**What is needed**. Quote exactly the lines running from the line with "instance of gray" to the end of the entries, including both, and nothing else.

**Entries shown**.
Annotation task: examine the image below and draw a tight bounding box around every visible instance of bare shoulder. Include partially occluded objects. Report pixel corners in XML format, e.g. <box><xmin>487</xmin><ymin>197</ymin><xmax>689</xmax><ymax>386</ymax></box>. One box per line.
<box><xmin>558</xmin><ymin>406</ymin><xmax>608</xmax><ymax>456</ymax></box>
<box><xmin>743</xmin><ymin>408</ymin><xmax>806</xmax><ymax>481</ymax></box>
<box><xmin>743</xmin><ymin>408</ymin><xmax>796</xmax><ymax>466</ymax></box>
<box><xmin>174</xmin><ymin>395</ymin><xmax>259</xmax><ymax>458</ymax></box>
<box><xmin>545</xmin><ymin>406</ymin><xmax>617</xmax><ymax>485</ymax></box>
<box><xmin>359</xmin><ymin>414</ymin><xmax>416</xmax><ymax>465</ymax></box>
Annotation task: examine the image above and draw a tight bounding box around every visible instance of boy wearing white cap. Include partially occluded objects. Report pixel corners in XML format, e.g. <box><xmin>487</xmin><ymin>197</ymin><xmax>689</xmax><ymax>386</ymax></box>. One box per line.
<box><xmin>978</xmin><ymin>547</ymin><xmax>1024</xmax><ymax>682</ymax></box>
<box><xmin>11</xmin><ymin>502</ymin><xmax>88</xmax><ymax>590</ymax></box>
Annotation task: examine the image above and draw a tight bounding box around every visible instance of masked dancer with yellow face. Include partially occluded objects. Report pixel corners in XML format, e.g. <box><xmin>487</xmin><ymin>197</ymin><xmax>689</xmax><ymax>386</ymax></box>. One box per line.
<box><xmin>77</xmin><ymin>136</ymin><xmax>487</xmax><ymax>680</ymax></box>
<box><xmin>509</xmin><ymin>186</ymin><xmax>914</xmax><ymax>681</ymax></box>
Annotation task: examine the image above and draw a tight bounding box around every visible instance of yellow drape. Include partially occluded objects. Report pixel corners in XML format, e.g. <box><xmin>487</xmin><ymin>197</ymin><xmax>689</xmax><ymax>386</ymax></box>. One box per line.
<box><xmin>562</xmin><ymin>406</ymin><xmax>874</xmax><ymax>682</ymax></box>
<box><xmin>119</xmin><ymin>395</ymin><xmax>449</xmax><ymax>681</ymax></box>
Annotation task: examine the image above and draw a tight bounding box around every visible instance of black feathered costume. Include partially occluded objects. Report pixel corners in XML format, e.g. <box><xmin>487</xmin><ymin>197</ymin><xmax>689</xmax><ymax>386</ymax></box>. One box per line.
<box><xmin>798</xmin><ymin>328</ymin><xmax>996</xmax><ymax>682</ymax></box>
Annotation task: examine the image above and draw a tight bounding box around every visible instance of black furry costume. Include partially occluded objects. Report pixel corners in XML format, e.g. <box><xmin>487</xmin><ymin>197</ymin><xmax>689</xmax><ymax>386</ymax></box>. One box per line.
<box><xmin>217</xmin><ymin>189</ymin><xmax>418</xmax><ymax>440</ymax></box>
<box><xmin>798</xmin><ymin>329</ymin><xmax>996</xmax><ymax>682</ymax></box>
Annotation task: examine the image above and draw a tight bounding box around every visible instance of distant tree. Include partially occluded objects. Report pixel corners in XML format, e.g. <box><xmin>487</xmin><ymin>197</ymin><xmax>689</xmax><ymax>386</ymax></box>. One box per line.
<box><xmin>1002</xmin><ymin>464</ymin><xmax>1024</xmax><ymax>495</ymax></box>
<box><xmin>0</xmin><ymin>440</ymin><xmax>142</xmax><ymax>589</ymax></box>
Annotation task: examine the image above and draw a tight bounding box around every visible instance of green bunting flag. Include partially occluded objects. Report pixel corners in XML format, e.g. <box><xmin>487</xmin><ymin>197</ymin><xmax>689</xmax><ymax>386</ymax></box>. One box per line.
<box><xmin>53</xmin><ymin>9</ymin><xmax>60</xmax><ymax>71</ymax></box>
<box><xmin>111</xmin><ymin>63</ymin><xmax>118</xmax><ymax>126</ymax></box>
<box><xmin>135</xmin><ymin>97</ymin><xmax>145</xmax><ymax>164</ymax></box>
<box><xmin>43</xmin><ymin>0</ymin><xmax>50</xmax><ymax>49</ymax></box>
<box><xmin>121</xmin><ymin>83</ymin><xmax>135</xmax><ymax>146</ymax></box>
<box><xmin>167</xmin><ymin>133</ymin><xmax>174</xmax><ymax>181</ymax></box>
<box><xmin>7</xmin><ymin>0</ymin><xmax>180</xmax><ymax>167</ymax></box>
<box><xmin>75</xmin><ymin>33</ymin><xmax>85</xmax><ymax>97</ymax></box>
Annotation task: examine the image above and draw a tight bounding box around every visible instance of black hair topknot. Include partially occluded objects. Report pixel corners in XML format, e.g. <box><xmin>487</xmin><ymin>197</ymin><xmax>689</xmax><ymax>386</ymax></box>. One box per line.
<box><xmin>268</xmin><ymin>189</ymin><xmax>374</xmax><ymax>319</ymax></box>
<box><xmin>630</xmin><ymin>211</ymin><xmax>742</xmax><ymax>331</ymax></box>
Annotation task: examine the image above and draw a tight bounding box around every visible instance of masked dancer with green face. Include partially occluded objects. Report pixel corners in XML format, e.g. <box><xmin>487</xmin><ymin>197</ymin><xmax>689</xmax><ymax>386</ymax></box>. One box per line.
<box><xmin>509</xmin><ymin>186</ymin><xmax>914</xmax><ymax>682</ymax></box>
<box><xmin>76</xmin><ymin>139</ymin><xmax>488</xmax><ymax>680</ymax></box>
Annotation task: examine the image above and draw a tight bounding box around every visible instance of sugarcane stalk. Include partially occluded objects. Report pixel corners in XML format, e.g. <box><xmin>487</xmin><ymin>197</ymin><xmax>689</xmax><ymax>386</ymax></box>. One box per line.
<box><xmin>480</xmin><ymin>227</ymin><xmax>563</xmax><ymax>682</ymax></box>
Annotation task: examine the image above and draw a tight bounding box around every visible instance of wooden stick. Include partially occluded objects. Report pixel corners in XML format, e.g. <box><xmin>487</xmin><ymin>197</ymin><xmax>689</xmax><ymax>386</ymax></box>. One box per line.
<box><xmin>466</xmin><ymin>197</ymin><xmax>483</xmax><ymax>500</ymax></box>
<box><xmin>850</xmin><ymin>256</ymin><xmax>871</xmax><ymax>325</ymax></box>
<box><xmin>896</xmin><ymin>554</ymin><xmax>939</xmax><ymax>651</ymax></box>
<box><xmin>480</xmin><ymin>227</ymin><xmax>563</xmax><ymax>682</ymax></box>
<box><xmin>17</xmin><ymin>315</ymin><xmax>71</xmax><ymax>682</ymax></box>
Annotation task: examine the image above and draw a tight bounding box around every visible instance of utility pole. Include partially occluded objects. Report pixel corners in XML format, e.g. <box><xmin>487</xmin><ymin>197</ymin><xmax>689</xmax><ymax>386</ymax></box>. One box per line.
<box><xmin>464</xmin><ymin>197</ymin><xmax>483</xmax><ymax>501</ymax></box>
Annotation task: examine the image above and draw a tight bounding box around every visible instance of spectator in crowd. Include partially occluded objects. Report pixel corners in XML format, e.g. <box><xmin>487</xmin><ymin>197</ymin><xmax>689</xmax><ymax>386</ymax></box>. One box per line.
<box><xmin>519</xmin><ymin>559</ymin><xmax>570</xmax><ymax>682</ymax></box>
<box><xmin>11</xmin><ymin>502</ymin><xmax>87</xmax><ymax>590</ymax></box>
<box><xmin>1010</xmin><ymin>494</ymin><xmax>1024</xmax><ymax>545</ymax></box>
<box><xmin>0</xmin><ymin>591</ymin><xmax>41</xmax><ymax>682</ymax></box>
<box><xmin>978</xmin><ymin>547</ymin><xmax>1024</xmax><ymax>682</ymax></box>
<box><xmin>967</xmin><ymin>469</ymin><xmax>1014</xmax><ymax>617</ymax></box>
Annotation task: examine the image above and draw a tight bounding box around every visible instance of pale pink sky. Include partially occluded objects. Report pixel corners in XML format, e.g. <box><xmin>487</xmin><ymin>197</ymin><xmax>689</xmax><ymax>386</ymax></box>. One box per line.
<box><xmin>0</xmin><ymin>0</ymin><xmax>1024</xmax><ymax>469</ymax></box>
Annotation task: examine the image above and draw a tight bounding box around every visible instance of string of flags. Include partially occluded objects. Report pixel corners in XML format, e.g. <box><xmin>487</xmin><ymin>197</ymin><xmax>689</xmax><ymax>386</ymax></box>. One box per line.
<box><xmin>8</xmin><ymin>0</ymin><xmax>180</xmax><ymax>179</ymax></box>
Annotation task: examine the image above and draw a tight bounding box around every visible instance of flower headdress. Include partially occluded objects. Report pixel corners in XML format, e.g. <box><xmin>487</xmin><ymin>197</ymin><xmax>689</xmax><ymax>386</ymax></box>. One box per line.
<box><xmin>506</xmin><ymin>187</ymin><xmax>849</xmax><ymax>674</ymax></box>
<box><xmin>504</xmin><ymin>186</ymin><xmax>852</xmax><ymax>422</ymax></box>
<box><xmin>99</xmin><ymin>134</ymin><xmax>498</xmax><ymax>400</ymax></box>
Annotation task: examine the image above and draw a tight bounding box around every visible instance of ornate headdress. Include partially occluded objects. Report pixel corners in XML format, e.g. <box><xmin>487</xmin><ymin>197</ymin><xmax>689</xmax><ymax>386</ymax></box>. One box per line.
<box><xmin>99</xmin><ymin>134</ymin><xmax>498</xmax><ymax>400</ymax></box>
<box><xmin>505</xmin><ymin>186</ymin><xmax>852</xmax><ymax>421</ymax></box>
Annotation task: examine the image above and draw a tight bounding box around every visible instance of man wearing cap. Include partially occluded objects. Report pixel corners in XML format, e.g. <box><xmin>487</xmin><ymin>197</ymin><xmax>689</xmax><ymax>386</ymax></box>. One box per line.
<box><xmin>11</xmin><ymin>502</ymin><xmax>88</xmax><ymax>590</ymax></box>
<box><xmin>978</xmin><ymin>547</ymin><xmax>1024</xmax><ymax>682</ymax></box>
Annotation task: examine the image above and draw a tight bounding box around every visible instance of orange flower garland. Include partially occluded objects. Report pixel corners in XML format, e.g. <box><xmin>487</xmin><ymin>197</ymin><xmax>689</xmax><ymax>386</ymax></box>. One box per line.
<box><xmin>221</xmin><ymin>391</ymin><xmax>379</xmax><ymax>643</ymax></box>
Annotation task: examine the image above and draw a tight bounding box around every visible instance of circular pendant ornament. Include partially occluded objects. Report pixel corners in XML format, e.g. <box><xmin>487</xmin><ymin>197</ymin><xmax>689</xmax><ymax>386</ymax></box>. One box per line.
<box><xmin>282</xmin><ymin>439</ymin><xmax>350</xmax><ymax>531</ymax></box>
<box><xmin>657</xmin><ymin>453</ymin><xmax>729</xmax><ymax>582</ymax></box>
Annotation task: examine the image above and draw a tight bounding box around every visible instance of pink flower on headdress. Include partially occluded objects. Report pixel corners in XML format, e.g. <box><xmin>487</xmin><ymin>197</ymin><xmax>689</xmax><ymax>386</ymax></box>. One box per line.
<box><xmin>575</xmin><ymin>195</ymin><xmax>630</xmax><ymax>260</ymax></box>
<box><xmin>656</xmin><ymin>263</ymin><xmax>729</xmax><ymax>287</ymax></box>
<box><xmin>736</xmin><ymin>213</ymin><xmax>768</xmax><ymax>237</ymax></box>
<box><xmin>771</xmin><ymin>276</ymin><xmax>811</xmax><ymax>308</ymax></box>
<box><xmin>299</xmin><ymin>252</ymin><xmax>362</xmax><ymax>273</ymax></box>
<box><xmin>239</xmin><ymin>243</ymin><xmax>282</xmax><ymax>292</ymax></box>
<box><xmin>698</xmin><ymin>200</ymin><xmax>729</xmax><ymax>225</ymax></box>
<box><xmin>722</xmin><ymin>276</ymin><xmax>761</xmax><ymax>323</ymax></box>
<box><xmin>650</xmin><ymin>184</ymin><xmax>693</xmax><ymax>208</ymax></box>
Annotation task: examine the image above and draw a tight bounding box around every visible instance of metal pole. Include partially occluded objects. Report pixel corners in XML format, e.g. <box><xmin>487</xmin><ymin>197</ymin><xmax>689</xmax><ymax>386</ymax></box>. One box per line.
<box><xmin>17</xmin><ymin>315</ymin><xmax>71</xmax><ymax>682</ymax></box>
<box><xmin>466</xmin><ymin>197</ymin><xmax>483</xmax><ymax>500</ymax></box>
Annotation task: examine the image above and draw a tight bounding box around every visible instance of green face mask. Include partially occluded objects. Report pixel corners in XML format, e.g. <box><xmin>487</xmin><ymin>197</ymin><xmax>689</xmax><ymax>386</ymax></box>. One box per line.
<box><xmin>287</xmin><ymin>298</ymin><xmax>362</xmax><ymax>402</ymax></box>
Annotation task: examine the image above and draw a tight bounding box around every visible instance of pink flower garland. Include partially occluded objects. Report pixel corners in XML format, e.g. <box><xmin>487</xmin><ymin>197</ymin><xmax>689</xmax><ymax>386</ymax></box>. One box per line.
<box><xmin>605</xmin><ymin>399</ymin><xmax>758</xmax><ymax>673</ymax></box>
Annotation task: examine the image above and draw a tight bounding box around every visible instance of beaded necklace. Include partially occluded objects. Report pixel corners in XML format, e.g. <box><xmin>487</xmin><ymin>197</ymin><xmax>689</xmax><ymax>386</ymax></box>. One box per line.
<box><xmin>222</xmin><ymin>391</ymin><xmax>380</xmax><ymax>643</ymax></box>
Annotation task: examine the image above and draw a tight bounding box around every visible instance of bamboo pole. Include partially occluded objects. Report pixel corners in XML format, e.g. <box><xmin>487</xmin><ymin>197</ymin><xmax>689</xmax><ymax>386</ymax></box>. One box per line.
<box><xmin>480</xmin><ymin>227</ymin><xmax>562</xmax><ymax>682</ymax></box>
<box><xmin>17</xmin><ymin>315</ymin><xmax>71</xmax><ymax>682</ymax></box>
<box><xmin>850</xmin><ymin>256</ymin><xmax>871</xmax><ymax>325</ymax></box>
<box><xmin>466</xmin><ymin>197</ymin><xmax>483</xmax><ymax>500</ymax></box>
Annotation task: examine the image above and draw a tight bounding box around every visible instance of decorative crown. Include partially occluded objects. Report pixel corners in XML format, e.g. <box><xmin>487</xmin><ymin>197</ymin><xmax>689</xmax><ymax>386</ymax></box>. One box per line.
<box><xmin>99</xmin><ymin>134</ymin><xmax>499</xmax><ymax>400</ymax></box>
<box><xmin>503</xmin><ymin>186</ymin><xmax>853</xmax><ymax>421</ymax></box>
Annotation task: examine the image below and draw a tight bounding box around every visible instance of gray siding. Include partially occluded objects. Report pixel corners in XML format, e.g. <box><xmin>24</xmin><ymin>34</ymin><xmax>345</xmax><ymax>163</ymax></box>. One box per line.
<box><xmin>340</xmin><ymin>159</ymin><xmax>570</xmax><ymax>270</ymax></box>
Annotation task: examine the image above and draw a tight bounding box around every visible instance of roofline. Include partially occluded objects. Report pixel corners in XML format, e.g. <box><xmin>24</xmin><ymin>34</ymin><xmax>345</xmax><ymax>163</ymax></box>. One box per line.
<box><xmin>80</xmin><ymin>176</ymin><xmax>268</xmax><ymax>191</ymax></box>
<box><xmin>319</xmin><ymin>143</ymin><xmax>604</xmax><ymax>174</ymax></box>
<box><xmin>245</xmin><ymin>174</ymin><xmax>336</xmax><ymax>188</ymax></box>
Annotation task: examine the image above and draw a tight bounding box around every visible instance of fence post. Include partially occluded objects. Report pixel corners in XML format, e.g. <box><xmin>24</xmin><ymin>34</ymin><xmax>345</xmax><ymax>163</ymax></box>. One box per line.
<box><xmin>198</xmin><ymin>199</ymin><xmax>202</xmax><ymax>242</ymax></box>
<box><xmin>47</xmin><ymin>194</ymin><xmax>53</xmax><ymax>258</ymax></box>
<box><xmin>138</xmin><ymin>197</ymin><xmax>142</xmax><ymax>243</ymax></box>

**Expected output**.
Annotation task: examine the image below and draw a tight bounding box around every visible instance of gray siding. Include partially occluded objects. Report pixel corners in XML format, e.g. <box><xmin>24</xmin><ymin>34</ymin><xmax>345</xmax><ymax>163</ymax></box>. One box per line.
<box><xmin>340</xmin><ymin>159</ymin><xmax>570</xmax><ymax>270</ymax></box>
Annotation task: examine the image above and draw a tight bounding box around every visible instance of roofline. Include partially occluded objects. Report pixel corners in XML format, e.g. <box><xmin>24</xmin><ymin>34</ymin><xmax>345</xmax><ymax>163</ymax></box>. One box per line.
<box><xmin>80</xmin><ymin>176</ymin><xmax>268</xmax><ymax>191</ymax></box>
<box><xmin>319</xmin><ymin>143</ymin><xmax>604</xmax><ymax>174</ymax></box>
<box><xmin>245</xmin><ymin>174</ymin><xmax>336</xmax><ymax>188</ymax></box>
Annotation task: examine the image above and draw a tight bounding box around every visible instance of fence post. Include partially occluded objects. Report pixel corners in XML format, e.g. <box><xmin>24</xmin><ymin>34</ymin><xmax>345</xmax><ymax>163</ymax></box>. One box per line.
<box><xmin>198</xmin><ymin>199</ymin><xmax>202</xmax><ymax>242</ymax></box>
<box><xmin>47</xmin><ymin>194</ymin><xmax>53</xmax><ymax>258</ymax></box>
<box><xmin>138</xmin><ymin>197</ymin><xmax>142</xmax><ymax>243</ymax></box>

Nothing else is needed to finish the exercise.